PROBLEMA DA RISOLVERE
Secondo il testo sull'ansia, perché chi vuole davvero guarire deve andare dentro di sé lavorando sull'emotività? Rispondi in una-tre frasi.

ESTRATTO
================

L’ansia fa parte di noi, a volte, poi, può essere persino “positiva”, ad esempio di fronte a condizioni di stress o di pericolo della vita provare agitazione o ansia è una risposta naturale che ci aiuta a far leva su tutte le nostre risorse per reagire al meglio di fronte a quelle situazioni.
Il problema è quando diventa patologica e cioè tale da privare chi ne soffre della sua libertà. Quando si è vittime dell’ansia, si vive in una costante condizione di paura senza un apparente motivo (perché il reale motivo dell’ansia non sta fuori ma dentro di noi) quindi c’è differenza tra ansia cosiddetta normale e ansia patologica.
Alcune statistiche dicono che, complici in particolare la crisi economica e la precarietà del lavoro, ma anche i fatti di cronaca e le tragedie che si leggono sui giornali o si vedono in televisione, l’ansia negli ultimi anni sia in aumento. Ma è davvero così? Certo sono aumentati negli ultimi anni, lo stress, la solitudine, la mancanza di supporto famigliare e sociale, tutte cose che non aiutano a vivere sereni e può accadere che queste condizioni precarie (che favoriscono, ma non sono la causa dell’ansia patologica) possano facilitare la sua comparsa, anche se in realtà il problema esisteva già nelle persone indipendentemente dai fattori del momento.
L’ansia in generale ha radici profonde che affondano nell’infanzia. Le esperienze fatte in età infantile possono determinare una maggiore probabilità che si manifesti un problema di ansia in età adulta. In particolare può accadere che alcune esperienze infantili producano emozioni talmente forti che il bambino per difendersi se ne allontana, come ad esempio la rabbia, il dolore, la tristezza, la paura, e che queste emozioni rimangano lì ferme come cristallizzate, bloccate. E così può capitare che, a un certo punto della vita, queste emozioni sepolte dentro di sé riaffiorino provocando uno stato ansioso o anche attacchi di panico. In genere si manifestano dopo eventi traumatici, come un lutto o il passaggio dal mondo della scuola a quello del lavoro o una separazione, che rievoca emozioni dolorose non rielaborate nel passato.
Non bisogna dimenticare che l’ansia è un sintomo di qualcosa di più profondo. Perciò se si vuole davvero guarire, bisogna andare dentro di sé, all’origine del problema, lavorando sulla emotività.

================

Dati estratti da una raccolta:

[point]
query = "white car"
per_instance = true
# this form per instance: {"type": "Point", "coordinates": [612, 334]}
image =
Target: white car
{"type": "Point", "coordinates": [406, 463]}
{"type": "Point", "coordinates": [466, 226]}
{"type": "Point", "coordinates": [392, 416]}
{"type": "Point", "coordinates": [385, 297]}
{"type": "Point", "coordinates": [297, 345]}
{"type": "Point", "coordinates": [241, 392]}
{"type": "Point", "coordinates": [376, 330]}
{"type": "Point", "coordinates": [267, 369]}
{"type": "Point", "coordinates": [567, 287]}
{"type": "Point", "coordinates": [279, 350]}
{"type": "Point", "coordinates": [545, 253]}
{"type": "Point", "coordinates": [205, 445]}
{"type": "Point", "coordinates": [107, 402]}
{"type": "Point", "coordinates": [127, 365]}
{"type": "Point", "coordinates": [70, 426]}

================

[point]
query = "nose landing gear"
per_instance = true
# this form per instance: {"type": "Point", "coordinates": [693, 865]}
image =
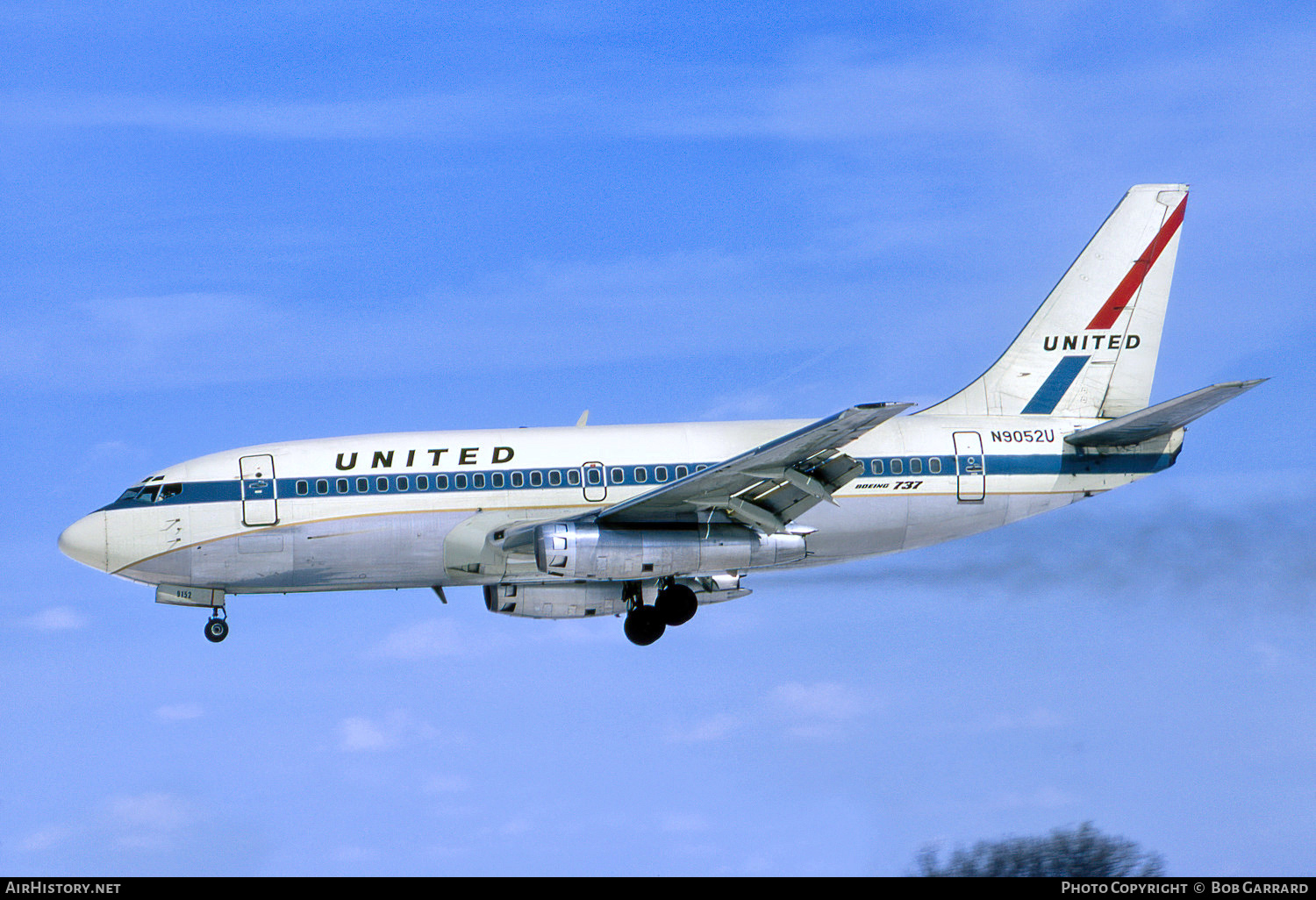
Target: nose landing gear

================

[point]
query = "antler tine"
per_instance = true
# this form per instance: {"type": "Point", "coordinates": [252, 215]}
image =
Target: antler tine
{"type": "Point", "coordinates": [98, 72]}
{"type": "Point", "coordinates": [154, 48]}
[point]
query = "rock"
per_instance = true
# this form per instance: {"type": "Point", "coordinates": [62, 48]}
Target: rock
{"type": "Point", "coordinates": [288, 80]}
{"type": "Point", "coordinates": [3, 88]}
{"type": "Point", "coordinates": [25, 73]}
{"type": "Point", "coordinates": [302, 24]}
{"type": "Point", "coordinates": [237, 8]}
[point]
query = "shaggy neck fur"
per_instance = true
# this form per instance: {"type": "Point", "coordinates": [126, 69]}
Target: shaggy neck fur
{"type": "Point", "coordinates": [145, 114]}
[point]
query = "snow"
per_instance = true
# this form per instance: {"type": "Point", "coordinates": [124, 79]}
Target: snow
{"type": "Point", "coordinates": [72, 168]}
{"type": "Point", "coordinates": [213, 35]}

================

RISPOSTA ALL'ESERCIZIO
L'ansia è un sintomo di qualcosa di più profondo. Per guarire davvero bisogna quindi risalire all'origine del problema, che secondo il testo non sta fuori ma dentro di noi.